» **Problem 1**:
Reproduce the web page excerpt word for word from "Turn the mask" to "until it sets.".
» **Problem 2**:
For each statement, say yes or no to whether the web page excerpt agrees, and quote the words that decide it. (a) Pleats are required. (b) The piece of hem tape used to close a pleat is 1/2-1 inch long. (c) The writer plans to make the ties from rubber bands.

» **Document passage**:
BEGIN

Turn the mask inside out.  Now you are looking at what will be the “outside” of the mask.


  • Pleats seem to be optional but to add them, pinch the edges together along the short sides.
  • This can be repeated up to three times but I only did one.
  • Use a 1/2-1 inch long piece of Hem Tape to close your Pleat.
  • Cut the piece of hem tape to fit.
  • Slide it inside of the mask against the side and add your pleat.
  • Heat the pleat until it sets.
  • Repeat the pleats on each side of the mask.

Ties to hold the mask in place can be made from rubber bands or by sewing laces to each corner to be tied behind the head.
I will make my own ties with the extra fabric from construction.

In testing the mask, the ties held well fastened behind my head, the mask seemed that it will work for the short work that will be required of it.

COVID-19 Killed My Outdoor Workout And It Killed Yours Too

Hey!  You!  Listen to The Coach, stay the hell home!  You don’t want COVID-19.

Great, now that we have gotten that out of the way, if I’m a little grumpy I’m trying to remove 500 calories a day out of my daily diet because I am home and can’t workout.  I will be dusting off the Bowflex home gym today.

END

Dataset entries:
BEGIN

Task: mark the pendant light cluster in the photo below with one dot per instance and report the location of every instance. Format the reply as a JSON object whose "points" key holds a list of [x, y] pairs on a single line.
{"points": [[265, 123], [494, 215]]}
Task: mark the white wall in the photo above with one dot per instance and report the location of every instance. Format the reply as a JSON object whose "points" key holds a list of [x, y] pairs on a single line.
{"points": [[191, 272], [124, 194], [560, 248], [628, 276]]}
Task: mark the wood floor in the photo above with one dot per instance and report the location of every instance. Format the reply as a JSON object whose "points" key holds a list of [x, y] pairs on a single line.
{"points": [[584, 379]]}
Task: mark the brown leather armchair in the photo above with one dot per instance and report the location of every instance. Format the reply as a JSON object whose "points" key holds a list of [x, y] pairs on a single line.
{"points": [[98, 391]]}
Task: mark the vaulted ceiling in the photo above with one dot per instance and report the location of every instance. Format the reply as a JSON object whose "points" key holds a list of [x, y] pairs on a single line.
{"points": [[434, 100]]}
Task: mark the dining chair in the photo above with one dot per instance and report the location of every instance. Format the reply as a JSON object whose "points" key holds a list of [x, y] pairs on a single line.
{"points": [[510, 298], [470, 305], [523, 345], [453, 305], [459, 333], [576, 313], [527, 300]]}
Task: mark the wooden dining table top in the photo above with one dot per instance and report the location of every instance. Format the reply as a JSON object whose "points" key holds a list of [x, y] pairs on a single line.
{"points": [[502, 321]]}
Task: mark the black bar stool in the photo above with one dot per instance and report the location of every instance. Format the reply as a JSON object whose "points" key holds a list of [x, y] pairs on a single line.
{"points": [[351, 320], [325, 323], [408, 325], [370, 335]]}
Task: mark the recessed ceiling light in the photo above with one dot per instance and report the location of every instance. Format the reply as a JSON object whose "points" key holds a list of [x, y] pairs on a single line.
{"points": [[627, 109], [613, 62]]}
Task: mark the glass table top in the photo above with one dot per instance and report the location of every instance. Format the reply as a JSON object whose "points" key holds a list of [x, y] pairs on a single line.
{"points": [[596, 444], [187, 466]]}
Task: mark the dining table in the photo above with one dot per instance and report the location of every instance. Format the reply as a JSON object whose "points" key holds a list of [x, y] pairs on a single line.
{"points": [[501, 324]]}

END
BEGIN

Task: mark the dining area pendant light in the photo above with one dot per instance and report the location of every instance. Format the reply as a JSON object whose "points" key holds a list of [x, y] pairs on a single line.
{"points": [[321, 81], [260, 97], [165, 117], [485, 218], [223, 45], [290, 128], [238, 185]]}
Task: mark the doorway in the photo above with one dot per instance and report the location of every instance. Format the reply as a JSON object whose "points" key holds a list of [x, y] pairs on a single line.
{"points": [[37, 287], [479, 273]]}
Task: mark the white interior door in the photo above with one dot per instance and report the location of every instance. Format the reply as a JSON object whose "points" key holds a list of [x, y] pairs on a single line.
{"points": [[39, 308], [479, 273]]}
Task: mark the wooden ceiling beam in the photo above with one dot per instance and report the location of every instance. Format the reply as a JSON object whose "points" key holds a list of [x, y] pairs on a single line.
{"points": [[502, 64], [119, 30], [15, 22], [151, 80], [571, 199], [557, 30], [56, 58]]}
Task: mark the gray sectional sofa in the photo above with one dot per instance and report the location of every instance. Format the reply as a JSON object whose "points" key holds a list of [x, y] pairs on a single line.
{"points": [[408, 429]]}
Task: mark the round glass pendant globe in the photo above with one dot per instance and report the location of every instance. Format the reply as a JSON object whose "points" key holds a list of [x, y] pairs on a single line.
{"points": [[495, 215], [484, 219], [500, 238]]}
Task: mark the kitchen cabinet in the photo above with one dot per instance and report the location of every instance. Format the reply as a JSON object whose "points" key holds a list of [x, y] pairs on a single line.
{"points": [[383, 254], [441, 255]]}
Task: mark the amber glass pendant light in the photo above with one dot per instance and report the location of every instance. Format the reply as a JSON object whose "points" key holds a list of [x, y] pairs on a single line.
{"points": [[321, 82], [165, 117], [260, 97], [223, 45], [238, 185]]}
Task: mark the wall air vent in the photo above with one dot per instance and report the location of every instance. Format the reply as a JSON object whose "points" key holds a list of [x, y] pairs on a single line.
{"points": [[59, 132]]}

END

» **Written solution 1**:
Turn the mask inside out.  Now you are looking at what will be the “outside” of the mask.


  • Pleats seem to be optional but to add them, pinch the edges together along the short sides.
  • This can be repeated up to three times but I only did one.
  • Use a 1/2-1 inch long piece of Hem Tape to close your Pleat.
  • Cut the piece of hem tape to fit.
  • Slide it inside of the mask against the side and add your pleat.
  • Heat the pleat until it sets.

» **Written solution 2**:
(a) No: "Pleats seem to be optional"
(b) Yes: "Use a 1/2-1 inch long piece of Hem Tape to close your Pleat."
(c) No: "I will make my own ties with the extra fabric from construction."